What the task requires: There is a line containing "Where can you find the tree?" in the entries below. Repeat that line and every line after it exactly, and nothing more.

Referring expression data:
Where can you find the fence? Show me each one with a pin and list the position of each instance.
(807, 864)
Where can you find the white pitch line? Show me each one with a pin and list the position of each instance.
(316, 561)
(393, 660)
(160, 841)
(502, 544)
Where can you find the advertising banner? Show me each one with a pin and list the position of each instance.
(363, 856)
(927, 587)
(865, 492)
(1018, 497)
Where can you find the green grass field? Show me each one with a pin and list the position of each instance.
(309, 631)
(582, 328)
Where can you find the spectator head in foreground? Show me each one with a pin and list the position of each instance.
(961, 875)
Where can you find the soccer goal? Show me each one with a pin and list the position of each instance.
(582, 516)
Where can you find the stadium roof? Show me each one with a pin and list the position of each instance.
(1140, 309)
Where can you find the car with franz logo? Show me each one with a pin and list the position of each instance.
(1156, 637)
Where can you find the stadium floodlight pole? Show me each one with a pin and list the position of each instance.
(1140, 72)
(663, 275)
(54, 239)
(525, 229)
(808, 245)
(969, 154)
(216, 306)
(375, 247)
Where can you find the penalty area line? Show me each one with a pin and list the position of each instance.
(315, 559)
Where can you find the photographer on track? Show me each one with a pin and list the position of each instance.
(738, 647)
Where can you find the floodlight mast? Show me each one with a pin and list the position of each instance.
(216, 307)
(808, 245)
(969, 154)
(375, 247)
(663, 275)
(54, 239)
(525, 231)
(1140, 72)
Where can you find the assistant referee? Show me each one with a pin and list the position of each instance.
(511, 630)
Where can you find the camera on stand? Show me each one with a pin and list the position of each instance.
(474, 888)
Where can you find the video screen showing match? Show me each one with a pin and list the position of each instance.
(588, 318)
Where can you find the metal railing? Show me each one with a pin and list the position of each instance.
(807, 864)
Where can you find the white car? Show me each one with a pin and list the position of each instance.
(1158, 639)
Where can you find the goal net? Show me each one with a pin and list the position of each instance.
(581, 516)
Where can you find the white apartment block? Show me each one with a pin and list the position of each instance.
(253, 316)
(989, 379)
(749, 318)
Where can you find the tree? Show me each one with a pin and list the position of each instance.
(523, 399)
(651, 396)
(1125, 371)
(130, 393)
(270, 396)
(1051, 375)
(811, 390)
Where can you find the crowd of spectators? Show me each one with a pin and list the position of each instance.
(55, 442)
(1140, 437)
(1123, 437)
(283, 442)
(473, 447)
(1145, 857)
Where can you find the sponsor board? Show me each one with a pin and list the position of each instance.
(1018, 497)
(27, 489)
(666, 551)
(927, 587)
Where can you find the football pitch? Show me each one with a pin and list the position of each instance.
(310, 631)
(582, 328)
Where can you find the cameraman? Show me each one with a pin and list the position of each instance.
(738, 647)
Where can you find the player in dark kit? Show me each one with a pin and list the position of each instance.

Response area:
Where can you find the tree? Show me each one with a pin and list the position of each instance.
(523, 399)
(651, 396)
(1125, 371)
(130, 393)
(270, 396)
(1051, 375)
(811, 390)
Where can you find the crowd of spectators? Show me each one with a pin and list the position of each instance.
(55, 442)
(1140, 437)
(1123, 437)
(283, 442)
(473, 447)
(1145, 857)
Where can you find the sponsor board? Show me each one with a pin and list the position of each instance.
(1018, 497)
(27, 489)
(666, 551)
(927, 587)
Where can you find the football pitch? Show me each one with a pin and list the position of each instance.
(310, 631)
(582, 328)
Where can you find the cameraman? Show me each one with a pin and list the position of each instance.
(738, 647)
Where can you find the player in dark kit? Show me each one with a pin and list the position of each instance.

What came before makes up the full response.